Collected data:
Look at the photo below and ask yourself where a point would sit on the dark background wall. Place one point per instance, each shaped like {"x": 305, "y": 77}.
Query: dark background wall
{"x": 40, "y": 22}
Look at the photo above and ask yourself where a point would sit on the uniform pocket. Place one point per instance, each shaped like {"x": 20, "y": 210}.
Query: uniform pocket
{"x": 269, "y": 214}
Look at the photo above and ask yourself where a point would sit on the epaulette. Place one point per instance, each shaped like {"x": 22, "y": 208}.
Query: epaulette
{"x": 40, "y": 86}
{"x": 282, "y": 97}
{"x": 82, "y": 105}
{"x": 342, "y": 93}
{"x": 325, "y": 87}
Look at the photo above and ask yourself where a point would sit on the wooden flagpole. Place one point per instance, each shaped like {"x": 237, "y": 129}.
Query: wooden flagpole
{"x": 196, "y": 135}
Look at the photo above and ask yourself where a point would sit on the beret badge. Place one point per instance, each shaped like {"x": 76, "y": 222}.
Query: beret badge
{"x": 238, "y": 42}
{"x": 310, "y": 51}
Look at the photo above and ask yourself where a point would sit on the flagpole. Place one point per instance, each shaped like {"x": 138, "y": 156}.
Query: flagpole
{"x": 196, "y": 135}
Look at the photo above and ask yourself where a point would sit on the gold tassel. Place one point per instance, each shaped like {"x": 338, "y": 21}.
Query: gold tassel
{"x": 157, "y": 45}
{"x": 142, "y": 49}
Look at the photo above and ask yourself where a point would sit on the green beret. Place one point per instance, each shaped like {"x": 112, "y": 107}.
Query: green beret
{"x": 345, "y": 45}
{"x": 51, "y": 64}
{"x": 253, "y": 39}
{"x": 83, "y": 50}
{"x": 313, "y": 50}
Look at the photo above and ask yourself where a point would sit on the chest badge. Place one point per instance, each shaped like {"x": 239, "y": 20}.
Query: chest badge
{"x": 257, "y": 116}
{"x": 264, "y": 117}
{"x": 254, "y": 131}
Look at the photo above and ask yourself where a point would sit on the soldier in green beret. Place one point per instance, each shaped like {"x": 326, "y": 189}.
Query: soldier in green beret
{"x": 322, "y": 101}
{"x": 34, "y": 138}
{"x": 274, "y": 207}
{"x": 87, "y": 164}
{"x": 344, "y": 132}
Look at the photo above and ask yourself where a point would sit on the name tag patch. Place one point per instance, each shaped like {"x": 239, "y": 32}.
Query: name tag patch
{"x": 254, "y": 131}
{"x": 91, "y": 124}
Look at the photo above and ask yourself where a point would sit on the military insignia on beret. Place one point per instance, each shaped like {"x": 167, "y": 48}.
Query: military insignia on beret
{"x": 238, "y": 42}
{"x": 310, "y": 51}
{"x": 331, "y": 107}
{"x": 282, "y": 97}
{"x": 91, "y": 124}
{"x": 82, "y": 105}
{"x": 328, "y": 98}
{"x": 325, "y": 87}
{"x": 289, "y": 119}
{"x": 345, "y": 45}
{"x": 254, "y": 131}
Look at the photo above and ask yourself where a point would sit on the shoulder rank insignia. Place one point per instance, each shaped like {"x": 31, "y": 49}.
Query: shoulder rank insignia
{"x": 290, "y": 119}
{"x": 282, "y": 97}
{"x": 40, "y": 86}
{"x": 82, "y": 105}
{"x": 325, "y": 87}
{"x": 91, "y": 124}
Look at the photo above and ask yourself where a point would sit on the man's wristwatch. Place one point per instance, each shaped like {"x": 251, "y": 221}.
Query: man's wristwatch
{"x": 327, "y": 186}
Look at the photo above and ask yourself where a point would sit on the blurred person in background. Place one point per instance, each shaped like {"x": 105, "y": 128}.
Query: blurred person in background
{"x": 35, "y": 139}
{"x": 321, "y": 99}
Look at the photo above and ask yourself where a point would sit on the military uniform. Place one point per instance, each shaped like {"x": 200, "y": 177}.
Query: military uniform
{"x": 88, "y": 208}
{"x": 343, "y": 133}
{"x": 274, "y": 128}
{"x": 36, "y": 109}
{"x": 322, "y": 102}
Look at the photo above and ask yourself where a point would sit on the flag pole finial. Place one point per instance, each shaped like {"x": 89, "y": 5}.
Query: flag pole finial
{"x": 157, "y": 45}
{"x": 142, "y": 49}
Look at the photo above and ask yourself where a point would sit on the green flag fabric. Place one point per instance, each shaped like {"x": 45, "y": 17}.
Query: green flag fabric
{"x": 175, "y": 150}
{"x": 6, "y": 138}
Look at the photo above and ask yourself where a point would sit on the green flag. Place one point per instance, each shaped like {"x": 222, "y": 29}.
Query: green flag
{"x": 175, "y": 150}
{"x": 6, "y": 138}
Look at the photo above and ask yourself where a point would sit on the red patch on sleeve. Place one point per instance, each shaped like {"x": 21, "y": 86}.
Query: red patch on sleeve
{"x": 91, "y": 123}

> _Exercise_:
Copy all of the entries above exactly as shown.

> _Reply to the task_:
Look at the photo below and ask yourself where a point would sit on the dark background wall. Place one point per instance, each shaped like {"x": 305, "y": 77}.
Query: dark background wall
{"x": 40, "y": 22}
Look at the photo above and ask yourself where a point would sit on the uniform pocket. Place one point per instance, each shaped like {"x": 20, "y": 210}.
Query: uniform pocket
{"x": 269, "y": 214}
Look at the photo above and ask yourself where a point would sit on the epaulette. Place one point per instance, each shaped like {"x": 22, "y": 208}.
Query: epaulette
{"x": 40, "y": 86}
{"x": 282, "y": 97}
{"x": 82, "y": 105}
{"x": 342, "y": 93}
{"x": 325, "y": 87}
Look at the photo above and ask yourself where a point would sit on the wooden flagpole. Place one point per instance, each shaped like {"x": 237, "y": 129}.
Query: wooden flagpole
{"x": 196, "y": 135}
Look at the photo above and ask yourself where a point would sit on the beret badge. Place one point per instance, each shaped like {"x": 76, "y": 222}.
Query: beret badge
{"x": 238, "y": 42}
{"x": 310, "y": 51}
Look at the photo above and ask yourself where a point would sit on the flagpole. Place one point per instance, each shaped like {"x": 138, "y": 156}.
Query: flagpole
{"x": 196, "y": 135}
Look at the photo above and ask yourself where a point would sit on the gold tassel. Place one point per instance, each shaped like {"x": 338, "y": 21}.
Query: gold tassel
{"x": 157, "y": 45}
{"x": 142, "y": 49}
Look at the photo above and ask yourself where a point would sit on the green beret. Place one point per instance, each shaped like {"x": 112, "y": 107}.
Query: green beret
{"x": 345, "y": 45}
{"x": 51, "y": 64}
{"x": 253, "y": 39}
{"x": 83, "y": 50}
{"x": 313, "y": 50}
Look at the photo above and ask yourself where a point would sit on the chest badge. Place one point per instance, each shaped like {"x": 239, "y": 20}.
Query: chest badge
{"x": 257, "y": 116}
{"x": 264, "y": 117}
{"x": 254, "y": 131}
Look at the photo above and ask yourself where a point would sit on the soldier in green beret. Place one point per instance, each shaped like {"x": 326, "y": 189}.
Query: soldier in green beret
{"x": 322, "y": 101}
{"x": 34, "y": 138}
{"x": 274, "y": 207}
{"x": 87, "y": 164}
{"x": 344, "y": 132}
Look at the photo above and ask yourself where a point would sit on the name tag patch. Place one point per instance, each shaped like {"x": 239, "y": 32}.
Query: name tag patch
{"x": 254, "y": 131}
{"x": 91, "y": 124}
Look at the photo above and ask yourself where a point would sit on the military insignia on beret. Place one point per instance, each shaped like {"x": 167, "y": 48}.
Query: military insignia on beret
{"x": 238, "y": 42}
{"x": 310, "y": 51}
{"x": 331, "y": 107}
{"x": 282, "y": 97}
{"x": 91, "y": 124}
{"x": 82, "y": 105}
{"x": 328, "y": 98}
{"x": 325, "y": 87}
{"x": 289, "y": 119}
{"x": 345, "y": 45}
{"x": 254, "y": 131}
Look at the photo above and ask yourself where a point would sit on the shoulder rank insignia. Place one point per instance, each shaped like {"x": 31, "y": 49}.
Query: shoulder rank insignia
{"x": 290, "y": 119}
{"x": 282, "y": 97}
{"x": 40, "y": 86}
{"x": 82, "y": 105}
{"x": 325, "y": 87}
{"x": 91, "y": 124}
Look at the photo above and ask yourself where a point would sit on the man's wristwatch. Place one point per instance, each shaped like {"x": 251, "y": 221}.
Query: man's wristwatch
{"x": 327, "y": 186}
Look at the photo above and ask yourself where a point would sit on the blurred person in background. Place one point per instance, each shaped like {"x": 105, "y": 128}.
Query: blurred person in background
{"x": 35, "y": 139}
{"x": 321, "y": 99}
Look at the photo above and ask yourself where a point would sit on the military uniform. Place one point per instance, each shaped like {"x": 200, "y": 177}.
Query: military uniform
{"x": 88, "y": 208}
{"x": 343, "y": 133}
{"x": 274, "y": 128}
{"x": 36, "y": 109}
{"x": 322, "y": 102}
Look at the photo above and ask yourself where a point would sit on the flag pole finial. Place one point per instance, each shaped like {"x": 89, "y": 5}.
Query: flag pole finial
{"x": 157, "y": 45}
{"x": 142, "y": 49}
Look at the photo above and ask yourself where a point would sit on the green flag fabric. Place one point per instance, each shaped like {"x": 45, "y": 17}.
Query: green flag fabric
{"x": 175, "y": 150}
{"x": 6, "y": 138}
Look at the photo above and ask yourself where a point would sit on the green flag. Place one point per instance, each shaped like {"x": 222, "y": 29}.
Query: green flag
{"x": 175, "y": 150}
{"x": 6, "y": 138}
Look at the photo above and ask yourself where a point would sit on the red patch on sleeve. Place one point per instance, each shaped like {"x": 21, "y": 86}.
Query: red patch on sleeve
{"x": 91, "y": 123}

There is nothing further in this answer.